BEGIN SOURCE DATA

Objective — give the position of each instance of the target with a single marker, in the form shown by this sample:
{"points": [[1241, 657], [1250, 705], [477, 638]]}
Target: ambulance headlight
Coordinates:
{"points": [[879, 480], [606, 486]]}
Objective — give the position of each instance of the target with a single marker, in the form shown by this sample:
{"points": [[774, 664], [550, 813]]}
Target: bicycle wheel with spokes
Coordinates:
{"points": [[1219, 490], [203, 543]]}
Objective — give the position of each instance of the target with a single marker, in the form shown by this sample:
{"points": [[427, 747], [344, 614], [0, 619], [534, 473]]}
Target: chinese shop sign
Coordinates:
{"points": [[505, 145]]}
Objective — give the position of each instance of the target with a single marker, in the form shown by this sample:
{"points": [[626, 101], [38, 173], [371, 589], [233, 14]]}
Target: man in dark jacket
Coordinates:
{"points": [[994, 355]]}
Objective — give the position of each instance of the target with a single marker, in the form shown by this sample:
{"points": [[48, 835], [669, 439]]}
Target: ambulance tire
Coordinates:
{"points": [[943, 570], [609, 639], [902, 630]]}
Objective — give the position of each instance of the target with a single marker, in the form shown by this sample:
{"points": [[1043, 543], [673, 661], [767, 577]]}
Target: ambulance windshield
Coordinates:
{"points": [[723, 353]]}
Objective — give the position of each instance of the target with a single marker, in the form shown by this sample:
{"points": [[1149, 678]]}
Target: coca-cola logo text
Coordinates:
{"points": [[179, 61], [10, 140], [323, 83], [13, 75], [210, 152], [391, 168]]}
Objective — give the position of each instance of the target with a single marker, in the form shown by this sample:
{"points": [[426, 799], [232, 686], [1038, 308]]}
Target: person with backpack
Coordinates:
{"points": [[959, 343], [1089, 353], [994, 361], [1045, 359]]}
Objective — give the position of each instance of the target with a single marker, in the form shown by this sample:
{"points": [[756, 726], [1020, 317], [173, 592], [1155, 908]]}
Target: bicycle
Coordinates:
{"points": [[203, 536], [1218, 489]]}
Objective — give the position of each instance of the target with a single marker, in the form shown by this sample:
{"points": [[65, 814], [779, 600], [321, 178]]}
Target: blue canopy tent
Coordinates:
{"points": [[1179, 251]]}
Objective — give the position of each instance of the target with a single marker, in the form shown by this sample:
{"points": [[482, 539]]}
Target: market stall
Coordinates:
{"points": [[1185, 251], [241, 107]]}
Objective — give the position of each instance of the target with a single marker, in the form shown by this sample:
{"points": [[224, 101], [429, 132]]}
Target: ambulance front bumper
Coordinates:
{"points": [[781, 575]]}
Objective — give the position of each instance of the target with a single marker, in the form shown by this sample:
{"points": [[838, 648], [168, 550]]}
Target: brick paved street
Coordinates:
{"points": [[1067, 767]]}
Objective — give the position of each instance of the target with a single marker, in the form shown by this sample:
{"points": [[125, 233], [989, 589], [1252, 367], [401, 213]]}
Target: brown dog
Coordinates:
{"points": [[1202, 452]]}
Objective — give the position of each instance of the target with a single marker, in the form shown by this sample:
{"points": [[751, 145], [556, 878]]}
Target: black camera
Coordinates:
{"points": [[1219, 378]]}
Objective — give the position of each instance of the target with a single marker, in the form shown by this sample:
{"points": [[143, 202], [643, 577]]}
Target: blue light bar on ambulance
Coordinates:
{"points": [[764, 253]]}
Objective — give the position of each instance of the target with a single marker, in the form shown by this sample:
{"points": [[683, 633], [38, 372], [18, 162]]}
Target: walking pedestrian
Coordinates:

END SOURCE DATA

GIVEN PROBLEM -
Reproduce the records in full, exactly as written.

OUTPUT FOR THIS EXERCISE -
Objective — give the position of each instance of the target with a single marker, in the form shown by this sample:
{"points": [[1241, 657], [1250, 705], [477, 638]]}
Target: ambulance headlight
Coordinates:
{"points": [[879, 480], [606, 486]]}
Objective — give the position of each instance of the target with a single marker, in the form shown by this sample:
{"points": [[774, 664], [550, 813]]}
Target: bicycle wheel with spokes
Coordinates:
{"points": [[1219, 490], [203, 543]]}
Objective — give the position of each instance of the target with a single marker, in the form shown by this sample:
{"points": [[427, 747], [344, 614], [0, 619], [534, 473]]}
Target: chinese shop sign
Coordinates:
{"points": [[505, 145]]}
Objective — give the position of each instance of the target with a single marker, in the form shown by this sample:
{"points": [[626, 101], [38, 173], [371, 589], [233, 14]]}
Target: man in dark jacket
Coordinates:
{"points": [[994, 355]]}
Objective — give the position of each instance of the target with a single marker, in the form shown by this sample:
{"points": [[48, 835], [669, 439]]}
Target: ambulance tire
Coordinates:
{"points": [[943, 570], [609, 639], [902, 630]]}
Objective — give the position of each instance of the target with a single marker, in the form shown by this sample:
{"points": [[1043, 543], [673, 661], [767, 577]]}
Target: ambulance windshield
Coordinates:
{"points": [[723, 353]]}
Objective — give the position of each instance of the target with a single marker, in the form shown by this sample:
{"points": [[1149, 678]]}
Target: coca-cola logo text
Coordinates:
{"points": [[179, 61], [10, 140], [323, 83], [13, 75], [210, 152], [391, 168]]}
Objective — give the position of each instance of the target with a single marker, in the form shown by this sample:
{"points": [[426, 799], [232, 686], [1038, 308]]}
Target: person with backpack
Coordinates:
{"points": [[959, 343], [1089, 353], [994, 361], [1045, 359]]}
Objective — give the position of each instance of the target with a single marker, in the form shown by this sample:
{"points": [[756, 726], [1020, 317], [173, 592], [1155, 908]]}
Target: bicycle
Coordinates:
{"points": [[203, 536], [1218, 489]]}
Objective — give the position of each instance of the target with a single marker, in the form shown by this sample:
{"points": [[65, 814], [779, 600], [321, 178]]}
Target: blue canopy tent
Coordinates:
{"points": [[1179, 251]]}
Objective — give the position of each instance of the target with a single marker, in the form shown by this sample:
{"points": [[482, 539]]}
Target: market stall
Coordinates:
{"points": [[1185, 251], [241, 107]]}
Objective — give the position of each instance of the target with a single marker, in the form shown by this sample:
{"points": [[224, 101], [429, 132]]}
Target: ambulance front bumper
Coordinates:
{"points": [[781, 575]]}
Objective — give the position of each instance of the target with a single marker, in the form shown by this sample:
{"points": [[838, 648], [168, 550]]}
Target: brick paved street
Coordinates:
{"points": [[1067, 767]]}
Objective — give the position of each instance of the target with a single marker, in the form shown by this sample:
{"points": [[125, 233], [989, 589], [1252, 367], [401, 213]]}
Target: brown dog
Coordinates:
{"points": [[1202, 452]]}
Objective — give the position of each instance of the target with a single marker, in the form shown by this sample:
{"points": [[751, 145], [556, 878]]}
Target: black camera
Coordinates:
{"points": [[1219, 378]]}
Objective — give the position of each instance of the target with a single marker, in the form shown by this sample:
{"points": [[143, 202], [643, 577]]}
Target: blue light bar on ambulance
Coordinates:
{"points": [[764, 253]]}
Objective — give the position of each instance of the target with a single marker, in the form shown by this sample:
{"points": [[683, 633], [38, 372], [18, 162]]}
Target: walking pedestrian
Coordinates:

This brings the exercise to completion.